WRITTEN PROBLEM.
Reproduce the lines from the start of the entries through the line containing "Mark the region", inclusive, copying each one without any change. Do not include the pictures in your output.

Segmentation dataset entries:
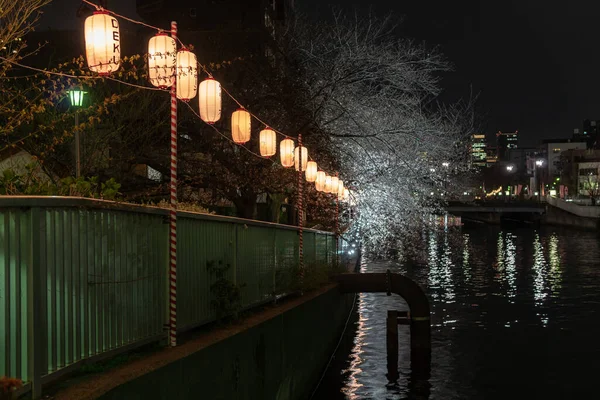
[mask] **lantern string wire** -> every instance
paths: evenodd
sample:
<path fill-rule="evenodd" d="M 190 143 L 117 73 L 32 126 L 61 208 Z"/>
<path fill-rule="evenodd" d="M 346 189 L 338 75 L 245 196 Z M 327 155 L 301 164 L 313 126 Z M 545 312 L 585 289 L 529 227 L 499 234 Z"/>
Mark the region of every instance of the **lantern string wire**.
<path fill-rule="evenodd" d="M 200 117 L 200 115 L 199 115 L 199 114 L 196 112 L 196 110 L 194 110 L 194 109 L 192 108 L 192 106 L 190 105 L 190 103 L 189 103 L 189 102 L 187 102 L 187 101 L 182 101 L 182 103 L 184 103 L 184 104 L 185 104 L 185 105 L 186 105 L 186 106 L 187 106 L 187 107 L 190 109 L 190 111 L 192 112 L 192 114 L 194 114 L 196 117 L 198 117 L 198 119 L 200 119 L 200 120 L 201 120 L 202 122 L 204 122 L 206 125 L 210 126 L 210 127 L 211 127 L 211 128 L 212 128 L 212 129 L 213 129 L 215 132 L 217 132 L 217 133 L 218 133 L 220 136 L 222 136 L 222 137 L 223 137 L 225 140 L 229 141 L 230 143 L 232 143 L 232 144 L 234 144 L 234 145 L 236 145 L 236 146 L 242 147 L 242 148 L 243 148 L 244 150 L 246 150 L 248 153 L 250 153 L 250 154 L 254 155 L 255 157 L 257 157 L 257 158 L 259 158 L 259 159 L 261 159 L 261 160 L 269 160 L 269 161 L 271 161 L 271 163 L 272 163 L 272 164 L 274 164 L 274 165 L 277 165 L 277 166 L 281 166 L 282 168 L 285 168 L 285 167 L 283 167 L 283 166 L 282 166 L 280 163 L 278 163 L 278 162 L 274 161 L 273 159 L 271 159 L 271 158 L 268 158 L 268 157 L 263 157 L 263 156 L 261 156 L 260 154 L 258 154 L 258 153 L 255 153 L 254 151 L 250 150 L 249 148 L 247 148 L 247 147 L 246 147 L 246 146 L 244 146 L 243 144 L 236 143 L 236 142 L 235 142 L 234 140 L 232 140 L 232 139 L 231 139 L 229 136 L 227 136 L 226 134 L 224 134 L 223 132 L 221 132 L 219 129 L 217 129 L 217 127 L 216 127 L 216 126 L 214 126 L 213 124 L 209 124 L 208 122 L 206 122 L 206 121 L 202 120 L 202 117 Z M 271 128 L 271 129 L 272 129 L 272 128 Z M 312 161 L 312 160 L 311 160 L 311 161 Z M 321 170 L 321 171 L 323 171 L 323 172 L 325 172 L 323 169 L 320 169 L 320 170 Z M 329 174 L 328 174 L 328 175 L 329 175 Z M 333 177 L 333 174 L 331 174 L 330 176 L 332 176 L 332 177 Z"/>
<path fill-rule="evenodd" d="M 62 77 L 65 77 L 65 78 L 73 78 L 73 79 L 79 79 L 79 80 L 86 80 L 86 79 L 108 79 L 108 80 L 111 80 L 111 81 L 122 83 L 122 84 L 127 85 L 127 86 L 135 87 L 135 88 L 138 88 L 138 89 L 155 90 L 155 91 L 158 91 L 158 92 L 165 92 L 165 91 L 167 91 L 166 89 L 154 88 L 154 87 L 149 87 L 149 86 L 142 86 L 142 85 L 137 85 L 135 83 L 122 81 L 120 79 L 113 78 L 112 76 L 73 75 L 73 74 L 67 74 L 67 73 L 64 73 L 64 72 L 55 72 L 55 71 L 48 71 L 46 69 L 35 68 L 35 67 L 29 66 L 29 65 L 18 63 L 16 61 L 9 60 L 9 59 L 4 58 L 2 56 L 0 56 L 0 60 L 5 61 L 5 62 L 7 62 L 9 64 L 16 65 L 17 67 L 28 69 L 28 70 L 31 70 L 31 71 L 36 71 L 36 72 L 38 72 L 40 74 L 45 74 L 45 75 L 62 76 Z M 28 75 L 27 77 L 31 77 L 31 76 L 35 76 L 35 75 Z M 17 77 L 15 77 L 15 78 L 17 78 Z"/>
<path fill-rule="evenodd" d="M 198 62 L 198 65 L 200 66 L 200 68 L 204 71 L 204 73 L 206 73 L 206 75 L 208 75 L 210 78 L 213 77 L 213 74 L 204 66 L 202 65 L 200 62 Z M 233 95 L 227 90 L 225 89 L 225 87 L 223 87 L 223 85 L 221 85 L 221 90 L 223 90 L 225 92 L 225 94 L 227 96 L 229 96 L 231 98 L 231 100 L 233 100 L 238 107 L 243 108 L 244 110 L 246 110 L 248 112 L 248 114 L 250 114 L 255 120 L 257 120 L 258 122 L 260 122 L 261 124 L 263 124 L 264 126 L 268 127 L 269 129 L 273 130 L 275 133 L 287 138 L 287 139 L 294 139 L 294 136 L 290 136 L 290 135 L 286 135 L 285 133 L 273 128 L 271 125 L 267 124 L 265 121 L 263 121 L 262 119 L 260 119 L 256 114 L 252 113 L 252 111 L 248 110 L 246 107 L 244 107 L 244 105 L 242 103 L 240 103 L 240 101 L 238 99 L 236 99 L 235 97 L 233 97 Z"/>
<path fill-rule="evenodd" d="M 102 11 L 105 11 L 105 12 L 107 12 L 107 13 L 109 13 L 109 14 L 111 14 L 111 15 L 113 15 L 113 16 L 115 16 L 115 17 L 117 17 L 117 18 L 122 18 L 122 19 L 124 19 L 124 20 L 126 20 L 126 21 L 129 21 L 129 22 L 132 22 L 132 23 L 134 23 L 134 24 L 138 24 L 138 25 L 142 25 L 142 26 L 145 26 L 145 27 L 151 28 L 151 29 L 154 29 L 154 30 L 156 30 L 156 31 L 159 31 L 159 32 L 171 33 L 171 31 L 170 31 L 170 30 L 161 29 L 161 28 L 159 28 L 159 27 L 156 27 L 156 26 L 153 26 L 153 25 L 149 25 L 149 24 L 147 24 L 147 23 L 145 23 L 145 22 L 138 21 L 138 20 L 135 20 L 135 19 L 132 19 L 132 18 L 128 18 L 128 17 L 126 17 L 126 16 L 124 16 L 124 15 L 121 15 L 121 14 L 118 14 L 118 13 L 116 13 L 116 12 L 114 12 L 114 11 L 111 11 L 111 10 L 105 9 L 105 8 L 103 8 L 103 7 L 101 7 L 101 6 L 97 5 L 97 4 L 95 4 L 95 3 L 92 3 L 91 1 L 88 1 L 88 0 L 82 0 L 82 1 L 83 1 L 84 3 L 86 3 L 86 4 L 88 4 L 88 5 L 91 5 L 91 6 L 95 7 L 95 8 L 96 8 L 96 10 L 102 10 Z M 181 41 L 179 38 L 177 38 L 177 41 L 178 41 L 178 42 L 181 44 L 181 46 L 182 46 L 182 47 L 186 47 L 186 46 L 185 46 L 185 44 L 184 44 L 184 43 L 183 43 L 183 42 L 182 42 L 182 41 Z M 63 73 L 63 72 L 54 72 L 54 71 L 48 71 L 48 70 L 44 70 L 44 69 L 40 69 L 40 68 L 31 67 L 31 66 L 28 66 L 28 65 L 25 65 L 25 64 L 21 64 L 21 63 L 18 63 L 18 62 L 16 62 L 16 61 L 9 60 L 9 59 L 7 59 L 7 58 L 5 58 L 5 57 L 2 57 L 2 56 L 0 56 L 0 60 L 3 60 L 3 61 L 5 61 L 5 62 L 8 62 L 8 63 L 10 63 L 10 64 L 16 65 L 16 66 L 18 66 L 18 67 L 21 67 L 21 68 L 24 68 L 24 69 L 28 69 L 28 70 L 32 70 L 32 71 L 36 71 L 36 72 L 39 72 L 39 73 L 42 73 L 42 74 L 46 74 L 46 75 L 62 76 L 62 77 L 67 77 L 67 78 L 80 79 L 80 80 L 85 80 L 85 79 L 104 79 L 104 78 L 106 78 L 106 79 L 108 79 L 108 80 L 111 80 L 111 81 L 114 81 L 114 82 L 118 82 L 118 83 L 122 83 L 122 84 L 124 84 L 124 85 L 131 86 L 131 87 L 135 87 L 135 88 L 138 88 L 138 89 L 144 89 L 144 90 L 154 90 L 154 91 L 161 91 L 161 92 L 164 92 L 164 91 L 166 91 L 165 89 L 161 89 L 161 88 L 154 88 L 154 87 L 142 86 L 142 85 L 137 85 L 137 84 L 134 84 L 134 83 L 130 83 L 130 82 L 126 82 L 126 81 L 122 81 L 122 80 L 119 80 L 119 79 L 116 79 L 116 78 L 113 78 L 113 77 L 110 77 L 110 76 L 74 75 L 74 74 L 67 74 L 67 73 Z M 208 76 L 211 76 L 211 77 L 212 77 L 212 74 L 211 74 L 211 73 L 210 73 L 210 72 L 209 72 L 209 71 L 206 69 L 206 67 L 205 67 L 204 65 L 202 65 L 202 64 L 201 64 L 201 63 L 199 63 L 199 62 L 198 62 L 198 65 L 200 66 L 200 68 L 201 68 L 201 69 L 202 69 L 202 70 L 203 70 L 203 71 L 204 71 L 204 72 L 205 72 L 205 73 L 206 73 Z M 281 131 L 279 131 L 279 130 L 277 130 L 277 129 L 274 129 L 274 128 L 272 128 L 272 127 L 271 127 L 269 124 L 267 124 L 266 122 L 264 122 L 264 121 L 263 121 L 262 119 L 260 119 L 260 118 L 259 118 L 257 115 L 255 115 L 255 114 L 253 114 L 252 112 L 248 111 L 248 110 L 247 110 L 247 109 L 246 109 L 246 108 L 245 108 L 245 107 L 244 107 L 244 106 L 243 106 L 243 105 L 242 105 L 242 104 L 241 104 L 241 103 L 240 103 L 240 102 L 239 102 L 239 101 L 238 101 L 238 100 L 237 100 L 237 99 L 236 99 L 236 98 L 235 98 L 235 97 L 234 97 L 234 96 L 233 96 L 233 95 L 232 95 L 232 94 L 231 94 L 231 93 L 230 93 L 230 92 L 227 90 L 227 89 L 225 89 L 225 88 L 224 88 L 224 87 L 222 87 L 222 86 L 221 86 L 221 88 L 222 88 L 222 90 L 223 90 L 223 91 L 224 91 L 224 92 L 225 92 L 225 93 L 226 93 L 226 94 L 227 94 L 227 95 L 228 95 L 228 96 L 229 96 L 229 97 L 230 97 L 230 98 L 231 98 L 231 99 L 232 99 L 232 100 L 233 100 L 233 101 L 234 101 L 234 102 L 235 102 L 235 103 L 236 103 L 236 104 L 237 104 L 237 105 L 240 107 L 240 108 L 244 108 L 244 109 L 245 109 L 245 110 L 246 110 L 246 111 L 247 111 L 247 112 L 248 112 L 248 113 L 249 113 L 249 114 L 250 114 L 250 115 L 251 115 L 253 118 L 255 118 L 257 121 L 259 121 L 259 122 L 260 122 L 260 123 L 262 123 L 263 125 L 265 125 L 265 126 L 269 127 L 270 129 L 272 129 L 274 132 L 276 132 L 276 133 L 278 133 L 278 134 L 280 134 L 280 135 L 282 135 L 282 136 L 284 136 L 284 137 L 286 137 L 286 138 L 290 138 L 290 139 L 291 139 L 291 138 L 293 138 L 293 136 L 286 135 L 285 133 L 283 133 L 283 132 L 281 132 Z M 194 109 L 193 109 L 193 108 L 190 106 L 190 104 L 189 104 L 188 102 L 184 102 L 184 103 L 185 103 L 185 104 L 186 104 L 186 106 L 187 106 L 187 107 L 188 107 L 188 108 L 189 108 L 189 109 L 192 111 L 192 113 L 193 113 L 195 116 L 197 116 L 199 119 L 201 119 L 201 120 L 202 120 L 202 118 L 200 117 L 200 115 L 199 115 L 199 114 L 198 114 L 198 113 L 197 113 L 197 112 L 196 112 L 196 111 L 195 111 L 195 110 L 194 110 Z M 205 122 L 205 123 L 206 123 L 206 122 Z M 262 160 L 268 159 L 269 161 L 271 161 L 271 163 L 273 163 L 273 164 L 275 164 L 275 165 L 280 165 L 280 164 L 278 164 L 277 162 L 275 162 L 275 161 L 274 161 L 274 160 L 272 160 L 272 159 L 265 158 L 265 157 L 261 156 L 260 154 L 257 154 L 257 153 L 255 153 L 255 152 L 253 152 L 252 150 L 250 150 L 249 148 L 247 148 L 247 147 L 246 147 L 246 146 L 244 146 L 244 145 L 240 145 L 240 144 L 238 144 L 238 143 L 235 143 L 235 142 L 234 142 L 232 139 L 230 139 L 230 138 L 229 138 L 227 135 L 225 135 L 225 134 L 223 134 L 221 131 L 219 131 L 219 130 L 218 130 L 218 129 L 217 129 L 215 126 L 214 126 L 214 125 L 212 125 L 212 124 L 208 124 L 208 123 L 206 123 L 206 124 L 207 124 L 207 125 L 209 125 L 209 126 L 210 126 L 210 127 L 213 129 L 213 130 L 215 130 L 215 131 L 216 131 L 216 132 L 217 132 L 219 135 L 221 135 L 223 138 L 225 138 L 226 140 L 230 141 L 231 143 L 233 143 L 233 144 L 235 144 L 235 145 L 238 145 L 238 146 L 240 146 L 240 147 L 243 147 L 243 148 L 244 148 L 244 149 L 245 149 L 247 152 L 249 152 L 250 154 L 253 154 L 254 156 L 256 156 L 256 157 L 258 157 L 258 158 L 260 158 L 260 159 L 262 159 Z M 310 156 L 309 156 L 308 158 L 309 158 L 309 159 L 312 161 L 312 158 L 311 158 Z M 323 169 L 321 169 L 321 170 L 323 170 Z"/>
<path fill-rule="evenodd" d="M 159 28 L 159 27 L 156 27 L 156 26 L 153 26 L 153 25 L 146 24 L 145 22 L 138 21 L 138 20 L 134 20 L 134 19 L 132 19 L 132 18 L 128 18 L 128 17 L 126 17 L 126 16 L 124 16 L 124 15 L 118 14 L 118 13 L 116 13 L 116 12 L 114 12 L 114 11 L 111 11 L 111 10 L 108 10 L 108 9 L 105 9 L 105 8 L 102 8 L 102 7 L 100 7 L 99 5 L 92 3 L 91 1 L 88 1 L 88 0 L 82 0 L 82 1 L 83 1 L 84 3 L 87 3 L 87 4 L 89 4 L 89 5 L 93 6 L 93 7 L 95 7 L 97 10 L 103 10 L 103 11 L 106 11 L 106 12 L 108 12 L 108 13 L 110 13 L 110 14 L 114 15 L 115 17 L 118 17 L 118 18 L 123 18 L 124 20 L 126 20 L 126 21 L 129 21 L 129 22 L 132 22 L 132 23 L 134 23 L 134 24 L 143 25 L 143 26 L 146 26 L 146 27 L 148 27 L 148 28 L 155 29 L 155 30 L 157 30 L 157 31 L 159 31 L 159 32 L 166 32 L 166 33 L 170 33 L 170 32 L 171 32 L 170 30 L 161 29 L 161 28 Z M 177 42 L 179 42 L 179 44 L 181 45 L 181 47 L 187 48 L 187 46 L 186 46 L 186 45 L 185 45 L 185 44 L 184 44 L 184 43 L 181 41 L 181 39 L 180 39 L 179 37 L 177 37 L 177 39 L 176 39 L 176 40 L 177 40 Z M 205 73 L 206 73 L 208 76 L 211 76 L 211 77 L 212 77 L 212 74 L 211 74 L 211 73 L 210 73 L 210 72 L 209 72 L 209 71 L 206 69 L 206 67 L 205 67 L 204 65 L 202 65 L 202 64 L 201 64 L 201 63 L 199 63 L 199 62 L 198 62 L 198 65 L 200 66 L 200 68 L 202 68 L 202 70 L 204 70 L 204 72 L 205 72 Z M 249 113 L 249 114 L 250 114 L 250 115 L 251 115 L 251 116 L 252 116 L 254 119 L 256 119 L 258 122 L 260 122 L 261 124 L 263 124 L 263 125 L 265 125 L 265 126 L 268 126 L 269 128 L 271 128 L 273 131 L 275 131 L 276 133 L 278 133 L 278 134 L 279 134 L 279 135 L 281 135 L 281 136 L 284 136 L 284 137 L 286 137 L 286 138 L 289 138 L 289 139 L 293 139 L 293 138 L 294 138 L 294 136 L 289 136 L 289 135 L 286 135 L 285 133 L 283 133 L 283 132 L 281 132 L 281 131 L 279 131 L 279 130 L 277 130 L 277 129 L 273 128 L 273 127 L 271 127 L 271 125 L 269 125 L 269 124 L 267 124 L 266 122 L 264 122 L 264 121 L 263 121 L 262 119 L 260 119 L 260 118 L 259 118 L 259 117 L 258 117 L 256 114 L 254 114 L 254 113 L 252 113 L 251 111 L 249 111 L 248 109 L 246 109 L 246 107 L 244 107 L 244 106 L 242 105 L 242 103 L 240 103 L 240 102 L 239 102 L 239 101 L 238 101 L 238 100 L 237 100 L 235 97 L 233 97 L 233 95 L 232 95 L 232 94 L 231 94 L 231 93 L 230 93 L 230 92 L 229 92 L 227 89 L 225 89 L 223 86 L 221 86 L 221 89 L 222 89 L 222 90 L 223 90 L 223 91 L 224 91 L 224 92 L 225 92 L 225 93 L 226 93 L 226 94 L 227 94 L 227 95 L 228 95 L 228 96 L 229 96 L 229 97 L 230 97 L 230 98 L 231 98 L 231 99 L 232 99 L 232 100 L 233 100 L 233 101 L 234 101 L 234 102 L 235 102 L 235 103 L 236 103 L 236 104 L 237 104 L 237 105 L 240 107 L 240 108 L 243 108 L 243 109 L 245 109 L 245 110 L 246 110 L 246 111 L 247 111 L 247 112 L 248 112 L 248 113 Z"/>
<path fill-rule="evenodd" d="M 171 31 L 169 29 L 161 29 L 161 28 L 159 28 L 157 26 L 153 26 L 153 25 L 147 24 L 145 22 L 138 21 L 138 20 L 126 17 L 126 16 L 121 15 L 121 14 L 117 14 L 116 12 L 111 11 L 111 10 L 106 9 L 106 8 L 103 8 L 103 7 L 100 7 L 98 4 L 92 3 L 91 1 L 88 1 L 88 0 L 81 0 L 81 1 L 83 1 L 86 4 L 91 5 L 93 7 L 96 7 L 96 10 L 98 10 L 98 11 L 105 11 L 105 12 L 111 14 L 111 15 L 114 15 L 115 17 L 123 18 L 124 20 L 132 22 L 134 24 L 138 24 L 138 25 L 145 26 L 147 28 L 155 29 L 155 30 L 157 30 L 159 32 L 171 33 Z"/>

REPLY TO THE TASK.
[mask] **lantern string wire** -> every instance
paths: evenodd
sample:
<path fill-rule="evenodd" d="M 190 143 L 117 73 L 32 126 L 61 208 Z"/>
<path fill-rule="evenodd" d="M 346 189 L 338 75 L 245 196 Z M 327 155 L 301 164 L 313 126 Z M 545 312 L 585 289 L 529 227 L 499 234 Z"/>
Mark the region of every instance of the **lantern string wire**.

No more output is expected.